== The input ==
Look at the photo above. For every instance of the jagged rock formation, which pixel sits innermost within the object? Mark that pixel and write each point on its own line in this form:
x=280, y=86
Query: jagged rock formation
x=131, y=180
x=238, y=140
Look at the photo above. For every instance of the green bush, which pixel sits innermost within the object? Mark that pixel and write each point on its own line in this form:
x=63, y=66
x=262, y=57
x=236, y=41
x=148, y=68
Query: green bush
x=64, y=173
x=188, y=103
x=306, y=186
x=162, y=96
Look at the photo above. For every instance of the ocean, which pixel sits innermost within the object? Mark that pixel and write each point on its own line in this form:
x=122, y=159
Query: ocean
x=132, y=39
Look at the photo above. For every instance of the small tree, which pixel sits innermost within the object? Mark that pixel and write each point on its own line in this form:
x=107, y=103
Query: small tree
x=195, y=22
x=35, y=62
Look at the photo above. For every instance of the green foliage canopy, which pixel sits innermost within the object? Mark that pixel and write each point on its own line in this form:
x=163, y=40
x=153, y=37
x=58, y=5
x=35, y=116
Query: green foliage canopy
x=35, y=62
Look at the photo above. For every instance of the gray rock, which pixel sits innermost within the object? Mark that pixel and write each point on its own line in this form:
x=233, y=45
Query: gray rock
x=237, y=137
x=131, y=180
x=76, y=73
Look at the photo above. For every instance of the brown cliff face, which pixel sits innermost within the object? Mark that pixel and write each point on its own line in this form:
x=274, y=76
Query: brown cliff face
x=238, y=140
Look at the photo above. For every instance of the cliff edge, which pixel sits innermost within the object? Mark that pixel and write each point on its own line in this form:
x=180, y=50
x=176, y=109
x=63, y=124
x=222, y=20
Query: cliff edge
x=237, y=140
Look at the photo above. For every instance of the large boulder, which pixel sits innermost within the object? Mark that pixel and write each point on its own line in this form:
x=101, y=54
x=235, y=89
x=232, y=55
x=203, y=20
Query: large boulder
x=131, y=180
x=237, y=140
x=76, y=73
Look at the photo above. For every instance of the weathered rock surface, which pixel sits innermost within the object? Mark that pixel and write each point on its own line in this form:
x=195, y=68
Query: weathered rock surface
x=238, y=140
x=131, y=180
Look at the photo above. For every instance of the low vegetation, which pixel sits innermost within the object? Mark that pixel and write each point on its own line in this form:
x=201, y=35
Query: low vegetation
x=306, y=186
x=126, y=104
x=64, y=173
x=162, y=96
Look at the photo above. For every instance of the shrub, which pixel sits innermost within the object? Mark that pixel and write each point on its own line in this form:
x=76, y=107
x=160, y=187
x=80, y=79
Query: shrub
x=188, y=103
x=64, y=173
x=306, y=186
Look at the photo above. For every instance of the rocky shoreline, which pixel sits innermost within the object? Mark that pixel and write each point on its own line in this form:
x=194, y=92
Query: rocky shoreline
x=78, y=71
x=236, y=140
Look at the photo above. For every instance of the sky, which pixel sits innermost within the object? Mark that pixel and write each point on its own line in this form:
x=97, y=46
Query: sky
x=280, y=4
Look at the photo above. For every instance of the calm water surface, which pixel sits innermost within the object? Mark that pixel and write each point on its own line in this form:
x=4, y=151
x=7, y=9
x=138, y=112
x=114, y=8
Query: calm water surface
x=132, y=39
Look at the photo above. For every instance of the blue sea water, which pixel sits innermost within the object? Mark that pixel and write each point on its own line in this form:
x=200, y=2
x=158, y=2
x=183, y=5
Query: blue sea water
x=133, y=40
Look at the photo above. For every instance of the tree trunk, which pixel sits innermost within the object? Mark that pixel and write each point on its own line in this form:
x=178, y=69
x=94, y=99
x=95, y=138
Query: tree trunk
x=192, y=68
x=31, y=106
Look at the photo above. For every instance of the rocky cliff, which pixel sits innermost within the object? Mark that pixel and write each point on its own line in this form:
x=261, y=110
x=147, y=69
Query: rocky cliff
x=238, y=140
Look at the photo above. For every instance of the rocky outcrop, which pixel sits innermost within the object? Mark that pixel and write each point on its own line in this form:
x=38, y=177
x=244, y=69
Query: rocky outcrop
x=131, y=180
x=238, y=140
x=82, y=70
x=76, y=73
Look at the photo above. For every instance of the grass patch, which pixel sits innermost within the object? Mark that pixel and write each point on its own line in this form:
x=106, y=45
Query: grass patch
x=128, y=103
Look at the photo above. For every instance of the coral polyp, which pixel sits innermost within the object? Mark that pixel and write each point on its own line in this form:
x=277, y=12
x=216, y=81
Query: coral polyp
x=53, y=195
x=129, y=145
===
■ Directions for this task
Rewrite every line of the records above as a numbered list, omitting any blank lines.

■ The answer
1. Look at the photo above. For every instance of the jagged rock formation, which pixel sits innermost within the object? Mark that pixel and write each point on its own line in this form:
2. x=280, y=86
3. Query: jagged rock formation
4. x=131, y=180
5. x=238, y=140
6. Look at the photo above. For every instance of the green bush, which pixel sits innermost within the object? Mark that pixel and write each point on its own line in this form:
7. x=63, y=66
8. x=262, y=57
9. x=236, y=41
10. x=148, y=68
11. Query: green bush
12. x=64, y=173
13. x=188, y=103
14. x=306, y=186
15. x=162, y=96
16. Look at the photo above. For every instance of the ocean, which pixel sits innermost within the object? Mark that pixel and write each point on its own line in this form:
17. x=122, y=159
18. Query: ocean
19. x=132, y=39
20. Look at the photo above. For every instance of the small tree, which pixel sits innermost within the object? Mark that pixel and write each point on its own line in this form:
21. x=107, y=103
22. Query: small tree
23. x=195, y=22
24. x=35, y=62
25. Look at the photo above. For every instance of the green foliage canopy, which pixel sits innermost within the object? Mark that pixel and write each point on its own line in this form:
26. x=163, y=40
27. x=153, y=37
28. x=58, y=5
29. x=35, y=116
30. Query: green foliage canopy
31. x=35, y=62
32. Look at the photo above. For every instance of the gray rock, which pixel sits innermost within the object? Mark that pixel and write each point on its own line in this form:
33. x=233, y=45
34. Query: gray rock
35. x=237, y=137
36. x=131, y=180
37. x=76, y=73
38. Look at the photo above. For every instance of the brown cliff face, which pixel sits innermost within the object? Mark that pixel and write each point on its own line in this form:
39. x=274, y=76
40. Query: brown cliff face
41. x=238, y=140
42. Look at the photo above. For every instance of the cliff edge, which pixel sits innermost within the object? Mark that pixel and write each point on its own line in this form:
43. x=180, y=50
44. x=176, y=109
45. x=63, y=124
46. x=222, y=20
47. Query: cliff edge
48. x=237, y=140
49. Look at the photo above. For every instance of the large boulder, which pixel sits innermost within the object? Mark that pixel and write each point on its own line in this form:
50. x=101, y=54
51. x=235, y=89
52. x=232, y=55
53. x=203, y=20
54. Query: large boulder
55. x=131, y=180
56. x=237, y=140
57. x=76, y=73
58. Look at the photo above. For every instance of the weathered rock surface, which pixel sits innermost within the object? Mark that pixel and write each point on its own line in this form:
59. x=195, y=68
60. Query: weathered rock surface
61. x=238, y=140
62. x=131, y=180
63. Look at the photo above. For every instance of the low vegetation, which pixel sits innermost within the object? Mark that pixel and write each point on its own line in this form:
64. x=201, y=35
65. Query: low vegetation
66. x=306, y=186
67. x=126, y=104
68. x=64, y=173
69. x=162, y=96
70. Look at the photo above. For every instance of the shrub, which pixel sits innermost within the object? Mark that pixel and write each point on its own line in this form:
71. x=76, y=107
72. x=160, y=187
73. x=80, y=79
74. Query: shrub
75. x=188, y=103
76. x=64, y=173
77. x=306, y=186
78. Look at the photo above. For every instance of the rocky shoreline, which pixel sits innermost within the object? Mark that pixel and write each point on its own line in this form:
79. x=194, y=92
80. Query: rocky shoreline
81. x=78, y=71
82. x=236, y=140
83. Look at the photo above. For every instance of the sky, which pixel sits innermost within the object? Mark that pixel and write each point on its own line in this form:
84. x=97, y=46
85. Query: sky
86. x=280, y=4
87. Look at the photo above. For every instance of the calm water surface, which pixel sits innermost within the object? Mark that pixel and write each point on its own line in this form:
88. x=4, y=151
89. x=7, y=9
90. x=138, y=112
91. x=114, y=8
92. Query: calm water surface
93. x=132, y=39
94. Look at the photo above. For every instance of the blue sea water, which pixel sits innermost within the object? Mark that pixel and write each point on its own line in this form:
95. x=200, y=2
96. x=158, y=2
97. x=183, y=5
98. Query: blue sea water
99. x=133, y=40
100. Look at the photo above. For every instance of the tree trunk, which pixel sits innermost within the object? Mark that pixel and write each point on its own line in this form:
101. x=178, y=69
102. x=94, y=99
103. x=95, y=138
104. Query: tree trunk
105. x=192, y=68
106. x=31, y=106
107. Look at the photo above. For every instance of the rocky cliff, which pixel sits innermost within the object? Mark that pixel and write each point on its own line in this form:
108. x=261, y=110
109. x=147, y=69
110. Query: rocky cliff
111. x=238, y=140
112. Look at the photo above. For every instance of the rocky outcrop, which pixel sits innermost within the object? Mark that pixel and write each point on its own line in this form:
113. x=38, y=177
114. x=244, y=69
115. Query: rocky outcrop
116. x=131, y=180
117. x=238, y=140
118. x=82, y=70
119. x=76, y=73
120. Look at the photo above. For every instance of the grass patch, which pixel sits innermost within the object? Mark that pixel and write each point on its own line in this form:
121. x=106, y=45
122. Query: grass patch
123. x=128, y=103
124. Look at the photo above. For every instance of the coral polyp, which pixel sits innermost within the object? Mark that pixel and write each point on its own line in this form:
125. x=277, y=12
126. x=216, y=81
127. Query: coral polyp
128. x=53, y=195
129. x=129, y=145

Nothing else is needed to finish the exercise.